#### [Text segment]

Sessions, files, and Product Stashes for agent work.
Stash is a workspace for coding-agent sessions, pages, and publishable Product Stashes.
It captures every coding-agent run across your team and makes
the important work easy to search, organize, and share.
When we tested this internally, we found that it sped up long-running instances of Claude Code by 49%.
## How it works
- Stash installs a hook for your coding agents that automatically uploads session transcripts to a shared store.
- It exposes a CLI, MCP server, and app-level virtual filesystem shell that let humans and agents query sessions, browse Stash with bash-shaped commands, write pages, and create Product Stashes.
- Product Stashes bundle pages and sessions into shareable links. You can publish them publicly, list them in Discover, or fork external Stashes into your workspace.
## Why shared beats individual
When five engineers run Claude on the same repo, they generate valuable session transcripts. However, their coding agent can only access transcripts generated on the machine where the agent is currently running. As a result, engineering effort is duplicated and eng velocity is decreased. This is especially true as coding agents begin to run autonomously for significant periods of time.

#### [Exercise]
Name each tool that the Stash page says Stash exposes so people and agents can work with it.

#### [Data supplied]
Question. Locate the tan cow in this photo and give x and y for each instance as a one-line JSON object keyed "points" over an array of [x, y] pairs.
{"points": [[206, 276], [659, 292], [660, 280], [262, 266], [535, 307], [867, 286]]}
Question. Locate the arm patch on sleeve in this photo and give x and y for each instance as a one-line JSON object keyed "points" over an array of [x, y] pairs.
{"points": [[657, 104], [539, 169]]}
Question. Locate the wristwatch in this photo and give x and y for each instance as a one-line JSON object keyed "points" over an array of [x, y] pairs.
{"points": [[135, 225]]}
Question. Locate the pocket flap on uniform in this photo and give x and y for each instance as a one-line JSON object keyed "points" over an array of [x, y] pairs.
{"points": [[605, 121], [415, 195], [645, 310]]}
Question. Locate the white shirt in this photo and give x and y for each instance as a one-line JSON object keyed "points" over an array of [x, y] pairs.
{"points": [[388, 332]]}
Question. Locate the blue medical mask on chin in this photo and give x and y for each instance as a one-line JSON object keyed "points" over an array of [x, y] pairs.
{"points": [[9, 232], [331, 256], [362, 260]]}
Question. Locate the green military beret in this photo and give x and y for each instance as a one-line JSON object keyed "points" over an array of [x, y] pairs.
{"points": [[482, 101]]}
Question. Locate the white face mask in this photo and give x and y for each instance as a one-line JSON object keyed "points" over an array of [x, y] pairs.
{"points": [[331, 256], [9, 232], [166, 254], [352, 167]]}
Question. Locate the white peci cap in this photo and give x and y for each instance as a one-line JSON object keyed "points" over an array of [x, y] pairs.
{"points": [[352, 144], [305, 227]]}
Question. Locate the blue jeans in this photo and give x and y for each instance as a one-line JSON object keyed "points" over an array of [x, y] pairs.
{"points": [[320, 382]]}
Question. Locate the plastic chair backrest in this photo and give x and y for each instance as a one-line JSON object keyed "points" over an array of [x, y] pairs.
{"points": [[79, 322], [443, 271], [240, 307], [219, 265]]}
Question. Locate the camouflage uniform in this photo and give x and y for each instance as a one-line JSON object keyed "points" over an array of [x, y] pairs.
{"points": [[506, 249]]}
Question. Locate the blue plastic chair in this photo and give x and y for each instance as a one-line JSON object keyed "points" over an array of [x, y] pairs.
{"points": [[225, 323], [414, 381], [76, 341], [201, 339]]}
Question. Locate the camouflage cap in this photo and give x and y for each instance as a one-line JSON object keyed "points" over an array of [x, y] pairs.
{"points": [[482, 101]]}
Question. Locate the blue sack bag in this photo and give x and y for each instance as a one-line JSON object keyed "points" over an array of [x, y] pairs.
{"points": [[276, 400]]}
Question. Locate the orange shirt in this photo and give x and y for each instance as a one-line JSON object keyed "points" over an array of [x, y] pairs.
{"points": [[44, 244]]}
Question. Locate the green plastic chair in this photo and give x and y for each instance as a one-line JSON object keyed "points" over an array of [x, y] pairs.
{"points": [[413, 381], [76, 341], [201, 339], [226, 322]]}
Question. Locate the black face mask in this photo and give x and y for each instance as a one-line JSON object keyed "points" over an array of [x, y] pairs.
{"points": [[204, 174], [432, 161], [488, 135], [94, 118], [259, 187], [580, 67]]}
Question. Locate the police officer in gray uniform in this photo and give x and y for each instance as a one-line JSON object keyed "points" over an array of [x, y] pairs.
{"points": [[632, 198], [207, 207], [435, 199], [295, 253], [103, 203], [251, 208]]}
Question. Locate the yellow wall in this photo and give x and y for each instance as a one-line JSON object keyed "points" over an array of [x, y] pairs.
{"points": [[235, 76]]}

#### [Solution]
- CLI
- MCP server
- app-level virtual filesystem shell